Exercise 1:
According to the commit diff, how much of each image does the checker download?

------------

[fix] checker: fix memory usage

* download images using the "image_proxy" network (HTTP/1 instead of HTTP/2) * don't cache data: URL (reduce memory usage) * after each test: purge image URL cache then call garbage collector * download only the first 64kb of images
2024-11-22 04:01:40 +01:00 · 2021-09-22 13:36:34 +02:00 · 2021-09-22 13:36:34 +02:00 · 2eab89b4ca
commit 2eab89b4ca
parent ca67f1555a
1 changed files with 48 additions and 27 deletions
--- a/searx/search/checker/impl.py
+++ b/searx/search/checker/impl.py
@ -1,5 +1,6 @@
 # SPDX-License-Identifier: AGPL-3.0-or-later

+import gc
 import typing
 import types
 import functools
@ -14,6 +15,7 @@ from langdetect.lang_detect_exception import LangDetectException
 import httpx

 from searx import network, logger
+from searx.utils import gen_useragent
 from searx.results import ResultContainer
 from searx.search.models import SearchQuery, EngineRef
 from searx.search.processors import EngineProcessor
@ -58,7 +60,47 @@ def _is_url(url):


@functools.lru_cache(maxsize=8192)
-def _is_url_image(image_url):
+def _download_and_check_if_image(image_url: str) -> bool:
+    """Download an URL and check if the Content-Type starts with "image/"
+    This function should not be called directly: use _is_url_image
+    otherwise the cache of functools.lru_cache contains data: URL which might be huge.
+    """
+    retry = 2
+
+    while retry > 0:
+        a = time()
+        try:
+            # use "image_proxy" (avoid HTTP/2)
+            network.set_context_network_name('image_proxy')
+            stream = network.stream('GET', image_url, timeout=10.0, allow_redirects=True, headers={
+                'User-Agent': gen_useragent(),
+                'Accept': 'text/html,application/xhtml+xml,application/xml;q=0.9,image/webp,*/*;q=0.8',
+                'Accept-Language': 'en-US;q=0.5,en;q=0.3',
+                'Accept-Encoding': 'gzip, deflate, br',
+                'DNT': '1',
+                'Connection': 'keep-alive',
+                'Upgrade-Insecure-Requests': '1',
+                'Sec-GPC': '1',
+                'Cache-Control': 'max-age=0'
+            })
+            r = next(stream)
+            r.close()
+            is_image = r.headers["content-type"].startswith('image/')
+            del r
+            del stream
+            return is_image
+        except httpx.TimeoutException:
+            logger.error('Timeout for %s: %i', image_url, int(time() - a))
+            retry -= 1
+        except httpx.HTTPError:
+            logger.exception('Exception for %s', image_url)

------------

Exercise 2:
In the records, start at the line that has "As a warehouse inventory system, detect every mossy" and stop after the line that has "[6,855,155,952]". Write out only those lines, substituting "fallen branch" for "dead twig" and leaving everything else unchanged.

Detection records
------------

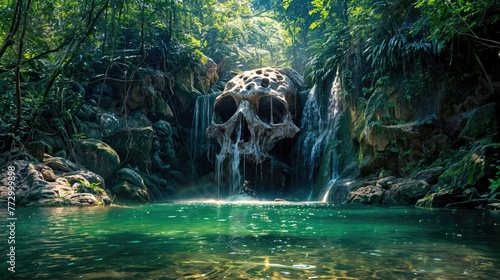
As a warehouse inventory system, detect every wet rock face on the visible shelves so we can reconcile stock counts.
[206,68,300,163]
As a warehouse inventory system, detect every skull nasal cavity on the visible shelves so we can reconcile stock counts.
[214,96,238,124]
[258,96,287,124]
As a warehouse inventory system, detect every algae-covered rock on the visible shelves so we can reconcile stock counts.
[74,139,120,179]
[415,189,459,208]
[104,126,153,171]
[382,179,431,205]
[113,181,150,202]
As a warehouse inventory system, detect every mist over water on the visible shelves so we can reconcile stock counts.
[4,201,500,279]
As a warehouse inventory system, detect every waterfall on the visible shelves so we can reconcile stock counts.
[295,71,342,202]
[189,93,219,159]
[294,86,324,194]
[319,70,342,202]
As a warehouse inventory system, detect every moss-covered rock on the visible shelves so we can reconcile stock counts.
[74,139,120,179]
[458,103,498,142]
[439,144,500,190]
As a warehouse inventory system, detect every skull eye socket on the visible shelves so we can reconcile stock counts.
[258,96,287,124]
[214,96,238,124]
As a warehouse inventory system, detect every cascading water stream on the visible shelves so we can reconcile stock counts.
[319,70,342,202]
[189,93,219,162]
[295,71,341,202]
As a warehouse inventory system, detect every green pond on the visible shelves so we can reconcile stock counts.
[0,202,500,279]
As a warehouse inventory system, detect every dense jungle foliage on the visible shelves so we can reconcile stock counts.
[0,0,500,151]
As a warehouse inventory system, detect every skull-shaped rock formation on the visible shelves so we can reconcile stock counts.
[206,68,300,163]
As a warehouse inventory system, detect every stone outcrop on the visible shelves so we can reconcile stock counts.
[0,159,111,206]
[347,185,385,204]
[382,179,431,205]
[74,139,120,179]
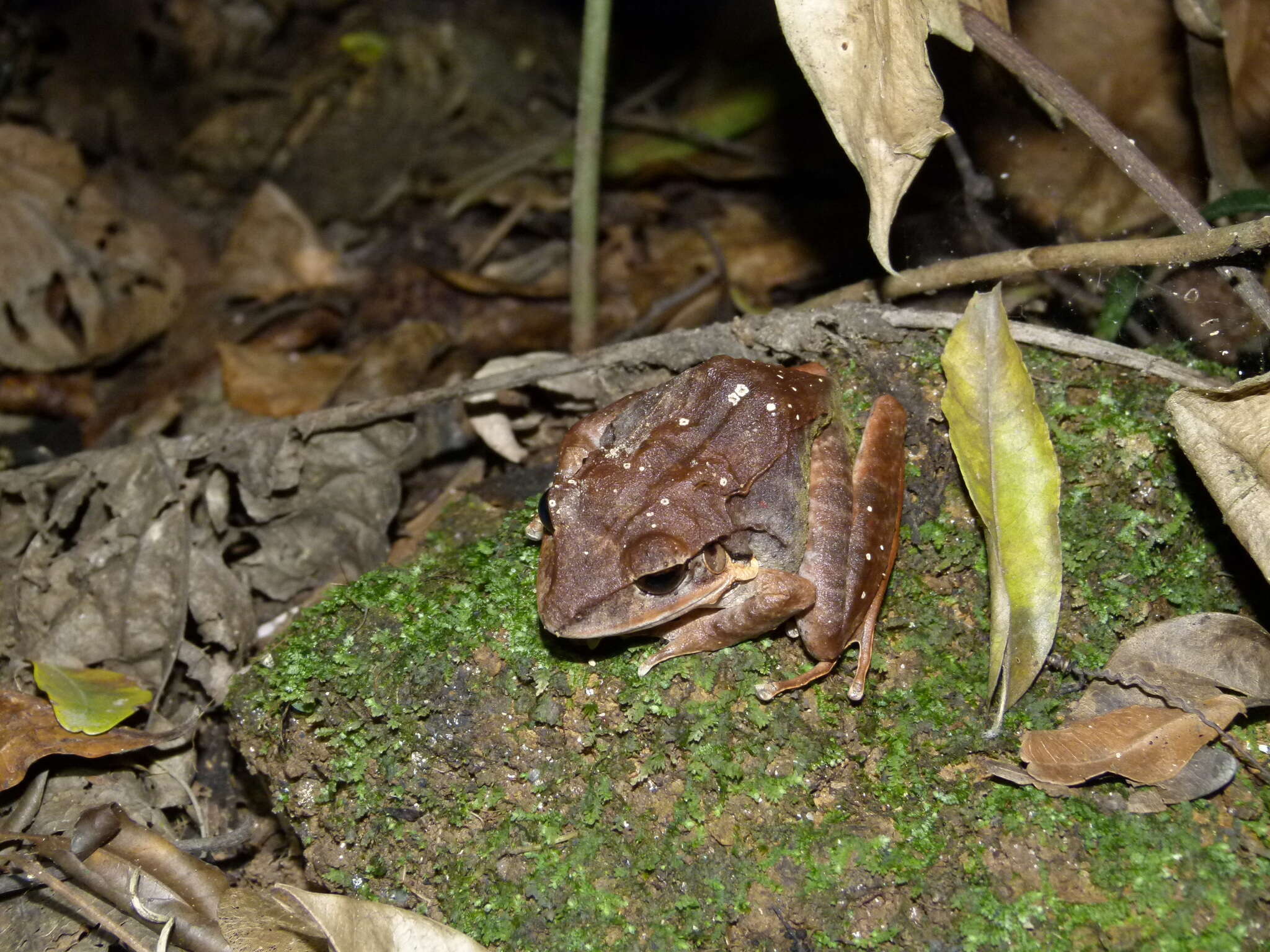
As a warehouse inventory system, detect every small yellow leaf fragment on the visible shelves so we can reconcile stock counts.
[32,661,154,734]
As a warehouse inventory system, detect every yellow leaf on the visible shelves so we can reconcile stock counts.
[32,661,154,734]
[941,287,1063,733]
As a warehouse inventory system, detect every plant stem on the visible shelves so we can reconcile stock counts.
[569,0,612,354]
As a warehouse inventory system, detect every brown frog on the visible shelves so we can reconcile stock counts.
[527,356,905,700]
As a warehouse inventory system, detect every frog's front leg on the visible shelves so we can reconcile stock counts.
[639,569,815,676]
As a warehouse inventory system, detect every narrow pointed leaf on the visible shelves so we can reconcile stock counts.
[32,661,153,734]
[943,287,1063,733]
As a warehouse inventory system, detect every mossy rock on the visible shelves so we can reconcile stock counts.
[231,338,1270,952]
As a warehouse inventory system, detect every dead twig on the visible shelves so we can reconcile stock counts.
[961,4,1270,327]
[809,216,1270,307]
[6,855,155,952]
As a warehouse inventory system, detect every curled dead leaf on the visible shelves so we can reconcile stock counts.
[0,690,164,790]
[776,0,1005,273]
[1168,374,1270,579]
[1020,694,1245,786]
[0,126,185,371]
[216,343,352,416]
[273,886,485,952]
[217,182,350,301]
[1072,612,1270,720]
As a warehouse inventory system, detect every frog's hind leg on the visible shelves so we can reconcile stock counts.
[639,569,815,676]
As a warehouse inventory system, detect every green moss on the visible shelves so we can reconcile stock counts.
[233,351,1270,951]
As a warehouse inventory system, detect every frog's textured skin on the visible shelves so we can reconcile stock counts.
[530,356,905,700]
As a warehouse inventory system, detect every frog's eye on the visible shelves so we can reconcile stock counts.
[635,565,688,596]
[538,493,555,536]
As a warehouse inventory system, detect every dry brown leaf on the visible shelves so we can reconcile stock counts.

------------

Written answer 1:
Only the first 64kb.

Written answer 2:
As a warehouse inventory system, detect every mossy rock on the visible shelves so we can reconcile stock counts.
[231,338,1270,952]
As a warehouse inventory system, detect every fallen branch on the visible shelves so we can reconcile stock counts.
[961,4,1270,327]
[809,216,1270,307]
[6,855,155,952]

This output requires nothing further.